## Instructions to follow
Your answer should be the lines from the start of the records through the line with "background in this photo.", copied word for word.
====
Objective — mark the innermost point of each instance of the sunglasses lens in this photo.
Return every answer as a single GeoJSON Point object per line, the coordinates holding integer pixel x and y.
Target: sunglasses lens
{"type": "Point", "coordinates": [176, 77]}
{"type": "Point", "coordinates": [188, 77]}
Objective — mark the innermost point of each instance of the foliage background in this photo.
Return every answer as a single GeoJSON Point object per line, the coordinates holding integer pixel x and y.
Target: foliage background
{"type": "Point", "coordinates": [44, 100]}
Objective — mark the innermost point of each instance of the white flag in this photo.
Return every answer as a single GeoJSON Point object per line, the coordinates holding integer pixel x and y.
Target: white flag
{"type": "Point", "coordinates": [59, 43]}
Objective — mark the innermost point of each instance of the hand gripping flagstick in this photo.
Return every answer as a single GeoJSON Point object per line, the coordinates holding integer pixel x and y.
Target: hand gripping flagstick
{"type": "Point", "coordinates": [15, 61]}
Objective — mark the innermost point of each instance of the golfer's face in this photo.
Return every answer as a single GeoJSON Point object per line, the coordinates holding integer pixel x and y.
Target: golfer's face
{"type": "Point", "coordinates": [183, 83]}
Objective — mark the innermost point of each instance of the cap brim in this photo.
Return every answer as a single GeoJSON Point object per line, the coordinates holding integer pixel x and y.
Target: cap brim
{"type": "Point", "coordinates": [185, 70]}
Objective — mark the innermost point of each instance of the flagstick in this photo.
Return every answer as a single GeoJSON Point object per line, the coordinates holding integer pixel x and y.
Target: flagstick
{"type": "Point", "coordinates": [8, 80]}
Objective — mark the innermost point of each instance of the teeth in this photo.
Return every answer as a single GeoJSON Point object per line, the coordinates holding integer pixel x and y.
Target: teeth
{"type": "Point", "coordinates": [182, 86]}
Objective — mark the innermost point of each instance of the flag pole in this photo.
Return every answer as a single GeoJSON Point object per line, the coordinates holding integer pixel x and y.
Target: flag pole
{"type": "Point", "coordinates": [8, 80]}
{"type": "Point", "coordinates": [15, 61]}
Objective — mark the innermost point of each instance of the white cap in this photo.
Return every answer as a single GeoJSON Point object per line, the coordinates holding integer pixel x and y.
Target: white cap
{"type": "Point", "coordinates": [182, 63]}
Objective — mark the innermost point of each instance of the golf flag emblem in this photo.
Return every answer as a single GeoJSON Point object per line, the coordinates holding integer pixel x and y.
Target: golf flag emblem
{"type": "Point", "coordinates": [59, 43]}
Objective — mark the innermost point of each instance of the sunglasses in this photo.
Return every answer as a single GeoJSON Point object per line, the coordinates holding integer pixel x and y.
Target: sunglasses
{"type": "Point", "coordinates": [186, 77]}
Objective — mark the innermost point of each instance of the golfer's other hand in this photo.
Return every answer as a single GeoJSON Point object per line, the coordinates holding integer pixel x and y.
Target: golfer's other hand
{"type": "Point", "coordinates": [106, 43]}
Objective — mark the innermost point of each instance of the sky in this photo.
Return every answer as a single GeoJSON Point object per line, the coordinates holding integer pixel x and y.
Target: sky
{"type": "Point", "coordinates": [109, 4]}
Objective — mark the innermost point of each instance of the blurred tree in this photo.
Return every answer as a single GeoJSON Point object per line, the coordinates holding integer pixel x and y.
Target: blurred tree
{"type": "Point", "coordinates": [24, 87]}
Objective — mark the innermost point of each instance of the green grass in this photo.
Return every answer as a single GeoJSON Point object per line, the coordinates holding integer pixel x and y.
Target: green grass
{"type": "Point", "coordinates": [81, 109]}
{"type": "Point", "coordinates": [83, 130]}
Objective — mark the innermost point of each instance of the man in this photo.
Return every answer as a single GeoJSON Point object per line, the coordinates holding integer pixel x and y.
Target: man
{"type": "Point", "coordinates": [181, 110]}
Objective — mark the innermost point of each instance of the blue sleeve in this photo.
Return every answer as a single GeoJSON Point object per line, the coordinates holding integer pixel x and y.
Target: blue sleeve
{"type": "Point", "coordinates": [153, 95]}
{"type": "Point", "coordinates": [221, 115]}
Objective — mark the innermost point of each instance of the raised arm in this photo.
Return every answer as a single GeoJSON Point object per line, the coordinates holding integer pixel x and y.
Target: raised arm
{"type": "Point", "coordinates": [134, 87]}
====
## Answer to this exercise
Objective — mark the innermost point of each instance of the sunglasses lens in this photo.
Return every answer as a single GeoJSON Point object per line, the coordinates holding integer pixel x and y.
Target: sunglasses lens
{"type": "Point", "coordinates": [176, 77]}
{"type": "Point", "coordinates": [188, 77]}
Objective — mark the innermost point of each instance of the foliage background in this photo.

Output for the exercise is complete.